• **TO BE DONE**
Convert the records into a Markdown table with two columns, Number and Line, putting each line in its own numbered row and skipping any blank lines. Leave the pictures out.

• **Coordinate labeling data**
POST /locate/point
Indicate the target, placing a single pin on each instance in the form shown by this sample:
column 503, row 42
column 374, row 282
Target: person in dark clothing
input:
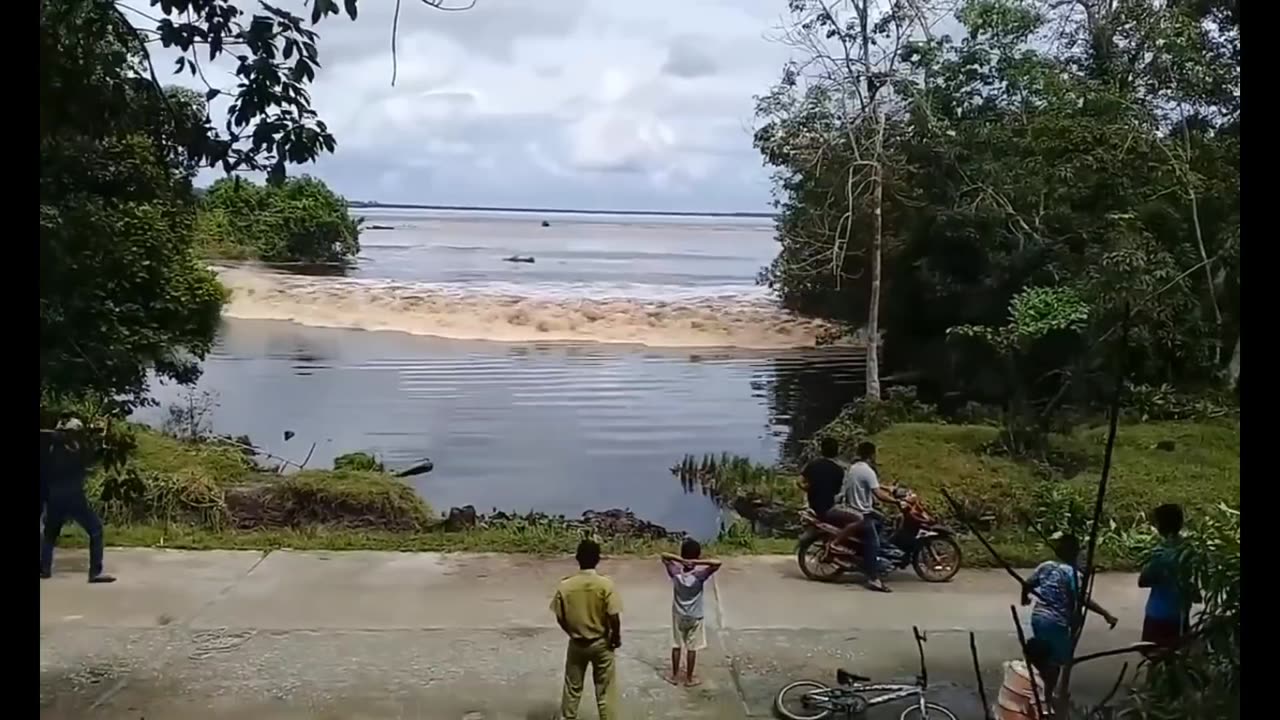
column 822, row 481
column 63, row 469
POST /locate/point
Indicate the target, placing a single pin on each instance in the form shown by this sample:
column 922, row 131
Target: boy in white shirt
column 689, row 574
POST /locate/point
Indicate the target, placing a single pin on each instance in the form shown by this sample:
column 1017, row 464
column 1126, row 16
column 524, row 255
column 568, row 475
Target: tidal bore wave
column 460, row 314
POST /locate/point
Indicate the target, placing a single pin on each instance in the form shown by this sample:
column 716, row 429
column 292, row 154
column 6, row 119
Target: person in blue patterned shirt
column 1057, row 587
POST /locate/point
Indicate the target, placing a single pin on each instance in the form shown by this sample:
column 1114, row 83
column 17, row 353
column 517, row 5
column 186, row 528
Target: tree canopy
column 1086, row 146
column 298, row 219
column 122, row 291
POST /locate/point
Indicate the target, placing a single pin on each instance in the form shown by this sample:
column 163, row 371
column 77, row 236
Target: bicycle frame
column 839, row 700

• **SOLUTION TO THIS TASK**
| Number | Line |
|---|---|
| 1 | POST /locate/point |
| 2 | Indicate the target, placing a single pin on each instance in the form shown by this sample: |
| 3 | column 503, row 42 |
| 4 | column 374, row 282 |
| 5 | Target: person in dark clothing |
| 6 | input: |
| 7 | column 822, row 481 |
| 8 | column 63, row 469 |
| 9 | POST /locate/point |
| 10 | Indicate the target, placing a single pin on each instance in the form shown by this sample: |
| 11 | column 922, row 131 |
| 12 | Target: boy in white shirt |
| 13 | column 689, row 574 |
| 14 | POST /locate/point |
| 15 | Indicate the target, placing a single pin on each instance in the form shown by this sample: |
| 16 | column 1017, row 464 |
| 17 | column 1126, row 16 |
| 18 | column 524, row 255 |
| 19 | column 568, row 475 |
| 20 | Target: tidal bore wave |
| 21 | column 460, row 314 |
| 22 | POST /locate/point |
| 23 | Indicate the target, placing a single pin on each instance in the form shown by this sample: |
| 24 | column 716, row 429 |
| 25 | column 292, row 154 |
| 26 | column 6, row 119 |
| 27 | Target: person in blue patterned shirt |
| 28 | column 1057, row 587 |
| 29 | POST /locate/point |
| 30 | Indicate the target, placing a single pin on each instance in the form shown by this sample: |
| 31 | column 1114, row 83 |
| 32 | column 17, row 353 |
| 33 | column 517, row 5 |
| 34 | column 186, row 528 |
| 35 | Target: tree canopy |
| 36 | column 1086, row 146 |
| 37 | column 298, row 219 |
| 38 | column 122, row 291 |
| 39 | POST /locate/point |
| 40 | Indicate the target, placing a single pin on each instance in the form shown by this sample: |
| 41 | column 163, row 371 |
| 42 | column 77, row 236 |
| 43 | Target: bicycle frame |
| 44 | column 839, row 700 |